● **WHAT TO WORK ON**: Copy out the listing below verbatim, starting at the line containing "Reviewer note: every instance of the pillow" and ending at the line containing "pixel 351 38". Include both of those lines.

● **AVAILABLE RECORDS**:
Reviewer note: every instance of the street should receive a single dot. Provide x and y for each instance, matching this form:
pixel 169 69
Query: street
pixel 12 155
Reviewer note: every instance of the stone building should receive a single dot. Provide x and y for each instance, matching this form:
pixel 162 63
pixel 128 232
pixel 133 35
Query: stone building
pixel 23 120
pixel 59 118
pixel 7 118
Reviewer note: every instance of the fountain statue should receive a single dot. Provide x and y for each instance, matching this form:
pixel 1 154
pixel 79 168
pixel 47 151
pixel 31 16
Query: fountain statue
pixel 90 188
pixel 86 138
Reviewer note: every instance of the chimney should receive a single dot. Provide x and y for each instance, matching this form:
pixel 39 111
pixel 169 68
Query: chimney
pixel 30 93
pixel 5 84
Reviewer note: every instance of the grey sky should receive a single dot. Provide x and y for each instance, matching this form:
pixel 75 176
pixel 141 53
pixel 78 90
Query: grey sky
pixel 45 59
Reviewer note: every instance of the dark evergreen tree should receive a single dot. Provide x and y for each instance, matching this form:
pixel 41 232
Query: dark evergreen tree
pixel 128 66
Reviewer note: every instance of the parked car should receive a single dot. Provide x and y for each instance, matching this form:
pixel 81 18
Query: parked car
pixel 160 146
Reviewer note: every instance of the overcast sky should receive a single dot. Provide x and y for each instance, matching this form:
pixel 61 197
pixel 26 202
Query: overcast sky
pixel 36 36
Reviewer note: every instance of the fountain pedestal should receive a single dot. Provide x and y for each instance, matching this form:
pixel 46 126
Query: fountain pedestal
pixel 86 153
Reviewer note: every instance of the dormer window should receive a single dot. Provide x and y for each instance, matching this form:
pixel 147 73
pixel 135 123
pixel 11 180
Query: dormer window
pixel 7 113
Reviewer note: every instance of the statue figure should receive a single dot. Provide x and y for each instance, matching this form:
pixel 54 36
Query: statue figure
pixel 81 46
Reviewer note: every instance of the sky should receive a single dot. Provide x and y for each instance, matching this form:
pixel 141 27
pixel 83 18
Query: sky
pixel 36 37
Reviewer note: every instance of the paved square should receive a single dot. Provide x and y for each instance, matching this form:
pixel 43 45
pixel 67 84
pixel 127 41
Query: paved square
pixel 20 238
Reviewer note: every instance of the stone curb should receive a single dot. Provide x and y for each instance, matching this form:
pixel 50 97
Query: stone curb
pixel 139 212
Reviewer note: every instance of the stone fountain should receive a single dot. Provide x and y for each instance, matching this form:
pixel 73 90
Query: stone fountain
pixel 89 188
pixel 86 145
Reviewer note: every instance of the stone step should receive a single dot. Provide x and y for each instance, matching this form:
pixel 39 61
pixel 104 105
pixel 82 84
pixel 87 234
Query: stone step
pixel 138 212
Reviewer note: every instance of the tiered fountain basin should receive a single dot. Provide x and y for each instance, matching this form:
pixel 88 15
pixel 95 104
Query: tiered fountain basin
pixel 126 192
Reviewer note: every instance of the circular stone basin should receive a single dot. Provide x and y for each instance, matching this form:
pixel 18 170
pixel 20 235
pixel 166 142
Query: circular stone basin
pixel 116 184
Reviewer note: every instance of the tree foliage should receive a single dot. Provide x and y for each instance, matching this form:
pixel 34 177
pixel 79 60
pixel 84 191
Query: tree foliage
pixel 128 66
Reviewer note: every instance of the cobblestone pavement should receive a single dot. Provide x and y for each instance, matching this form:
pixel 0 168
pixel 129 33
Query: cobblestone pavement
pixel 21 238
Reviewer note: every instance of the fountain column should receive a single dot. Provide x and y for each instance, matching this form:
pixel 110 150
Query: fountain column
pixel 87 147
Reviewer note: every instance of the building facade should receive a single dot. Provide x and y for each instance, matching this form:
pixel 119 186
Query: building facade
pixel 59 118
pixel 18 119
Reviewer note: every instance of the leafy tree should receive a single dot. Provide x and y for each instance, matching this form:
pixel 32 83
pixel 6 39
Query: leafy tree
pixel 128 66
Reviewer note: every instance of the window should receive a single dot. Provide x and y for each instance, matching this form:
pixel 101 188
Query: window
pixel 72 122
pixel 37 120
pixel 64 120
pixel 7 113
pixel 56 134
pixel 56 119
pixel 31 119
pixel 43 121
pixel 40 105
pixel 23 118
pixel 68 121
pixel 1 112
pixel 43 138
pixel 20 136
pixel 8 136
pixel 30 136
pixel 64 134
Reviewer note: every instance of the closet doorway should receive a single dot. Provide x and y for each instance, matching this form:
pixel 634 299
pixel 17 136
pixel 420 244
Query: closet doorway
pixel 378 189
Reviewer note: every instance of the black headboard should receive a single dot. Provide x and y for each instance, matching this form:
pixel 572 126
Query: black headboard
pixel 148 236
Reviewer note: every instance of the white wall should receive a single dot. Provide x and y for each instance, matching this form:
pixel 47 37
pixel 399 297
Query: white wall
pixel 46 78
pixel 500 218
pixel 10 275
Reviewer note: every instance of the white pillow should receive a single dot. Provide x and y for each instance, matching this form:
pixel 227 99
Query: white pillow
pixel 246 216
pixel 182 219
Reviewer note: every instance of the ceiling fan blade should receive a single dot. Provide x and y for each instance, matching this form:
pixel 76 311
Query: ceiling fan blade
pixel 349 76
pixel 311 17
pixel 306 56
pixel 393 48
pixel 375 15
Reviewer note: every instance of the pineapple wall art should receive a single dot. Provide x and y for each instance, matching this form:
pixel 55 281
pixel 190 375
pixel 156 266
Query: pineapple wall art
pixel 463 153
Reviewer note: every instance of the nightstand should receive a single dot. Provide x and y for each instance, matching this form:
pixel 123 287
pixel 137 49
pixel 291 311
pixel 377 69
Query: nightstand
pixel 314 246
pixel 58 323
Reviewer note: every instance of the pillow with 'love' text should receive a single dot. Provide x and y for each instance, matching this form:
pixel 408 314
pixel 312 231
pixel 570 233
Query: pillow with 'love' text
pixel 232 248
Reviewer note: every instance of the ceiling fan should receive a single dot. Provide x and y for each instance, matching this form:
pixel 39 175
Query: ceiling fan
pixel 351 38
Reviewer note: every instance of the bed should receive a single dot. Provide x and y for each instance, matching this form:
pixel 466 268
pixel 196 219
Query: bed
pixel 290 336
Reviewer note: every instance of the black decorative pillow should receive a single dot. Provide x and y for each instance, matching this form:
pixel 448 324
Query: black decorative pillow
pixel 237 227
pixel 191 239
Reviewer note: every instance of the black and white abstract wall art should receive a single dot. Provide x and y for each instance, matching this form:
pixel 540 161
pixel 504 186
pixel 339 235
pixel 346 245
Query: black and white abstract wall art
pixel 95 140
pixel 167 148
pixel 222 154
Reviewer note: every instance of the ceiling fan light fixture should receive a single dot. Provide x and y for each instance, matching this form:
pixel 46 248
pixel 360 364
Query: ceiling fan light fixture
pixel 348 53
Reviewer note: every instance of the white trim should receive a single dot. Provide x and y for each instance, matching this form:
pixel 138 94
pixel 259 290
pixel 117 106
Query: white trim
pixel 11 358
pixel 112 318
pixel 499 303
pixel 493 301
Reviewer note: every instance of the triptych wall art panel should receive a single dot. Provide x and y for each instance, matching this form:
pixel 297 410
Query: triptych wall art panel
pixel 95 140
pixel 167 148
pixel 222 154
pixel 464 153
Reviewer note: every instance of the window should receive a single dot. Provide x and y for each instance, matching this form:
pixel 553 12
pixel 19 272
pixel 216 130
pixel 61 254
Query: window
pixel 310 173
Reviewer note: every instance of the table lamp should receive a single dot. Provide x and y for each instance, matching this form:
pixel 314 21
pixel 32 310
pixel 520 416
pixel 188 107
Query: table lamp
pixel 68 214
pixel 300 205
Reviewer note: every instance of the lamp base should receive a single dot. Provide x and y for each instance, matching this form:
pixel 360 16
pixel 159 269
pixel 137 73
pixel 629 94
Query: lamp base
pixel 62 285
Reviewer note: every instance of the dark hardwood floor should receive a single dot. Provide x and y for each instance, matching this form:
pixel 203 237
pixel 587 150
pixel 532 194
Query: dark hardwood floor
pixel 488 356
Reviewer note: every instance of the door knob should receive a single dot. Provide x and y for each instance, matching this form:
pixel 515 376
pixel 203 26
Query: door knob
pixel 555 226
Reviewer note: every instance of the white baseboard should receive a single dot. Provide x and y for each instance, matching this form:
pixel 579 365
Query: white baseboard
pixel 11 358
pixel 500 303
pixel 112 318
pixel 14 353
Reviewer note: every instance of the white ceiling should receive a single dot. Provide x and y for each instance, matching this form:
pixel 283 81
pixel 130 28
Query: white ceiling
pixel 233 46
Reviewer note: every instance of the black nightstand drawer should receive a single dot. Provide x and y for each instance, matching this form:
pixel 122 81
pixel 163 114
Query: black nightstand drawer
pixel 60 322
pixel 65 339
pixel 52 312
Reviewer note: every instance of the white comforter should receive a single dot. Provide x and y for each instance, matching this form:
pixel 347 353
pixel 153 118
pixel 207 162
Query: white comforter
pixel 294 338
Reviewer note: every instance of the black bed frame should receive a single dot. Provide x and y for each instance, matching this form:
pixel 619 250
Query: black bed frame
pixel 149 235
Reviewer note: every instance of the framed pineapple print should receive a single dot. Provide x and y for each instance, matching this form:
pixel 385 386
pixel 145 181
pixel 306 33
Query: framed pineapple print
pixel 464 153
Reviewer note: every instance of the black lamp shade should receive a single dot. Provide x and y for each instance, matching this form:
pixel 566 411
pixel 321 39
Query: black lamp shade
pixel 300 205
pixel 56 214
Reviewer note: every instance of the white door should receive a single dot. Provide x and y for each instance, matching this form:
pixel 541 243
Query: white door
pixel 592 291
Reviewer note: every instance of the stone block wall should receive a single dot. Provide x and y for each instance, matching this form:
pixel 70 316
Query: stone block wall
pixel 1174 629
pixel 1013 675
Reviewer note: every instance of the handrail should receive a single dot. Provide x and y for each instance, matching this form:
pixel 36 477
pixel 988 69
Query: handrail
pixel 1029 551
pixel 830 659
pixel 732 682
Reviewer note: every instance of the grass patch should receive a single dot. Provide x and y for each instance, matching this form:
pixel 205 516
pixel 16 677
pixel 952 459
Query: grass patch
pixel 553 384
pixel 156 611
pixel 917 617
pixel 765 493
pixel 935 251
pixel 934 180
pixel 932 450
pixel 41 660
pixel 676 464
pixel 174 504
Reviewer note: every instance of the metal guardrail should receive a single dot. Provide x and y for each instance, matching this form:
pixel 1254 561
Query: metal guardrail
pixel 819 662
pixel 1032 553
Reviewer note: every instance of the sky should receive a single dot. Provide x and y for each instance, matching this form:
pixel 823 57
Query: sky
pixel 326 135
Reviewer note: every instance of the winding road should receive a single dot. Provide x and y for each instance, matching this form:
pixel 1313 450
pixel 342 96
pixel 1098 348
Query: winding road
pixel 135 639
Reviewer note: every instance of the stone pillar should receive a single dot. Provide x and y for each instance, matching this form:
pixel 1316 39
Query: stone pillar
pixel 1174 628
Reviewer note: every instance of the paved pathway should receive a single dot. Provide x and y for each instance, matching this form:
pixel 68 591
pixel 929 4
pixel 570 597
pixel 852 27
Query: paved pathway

● **EXERCISE OUTPUT**:
Reviewer note: every instance of the pillow with 'love' text should receive a single dot. Provide x and y for each instance, matching this form:
pixel 408 314
pixel 312 231
pixel 570 233
Query: pillow with 'love' text
pixel 232 248
Reviewer note: every instance of the ceiling fan should receive a single dot. Provide x and y for each instance, matching this form:
pixel 39 175
Query: ceiling fan
pixel 351 38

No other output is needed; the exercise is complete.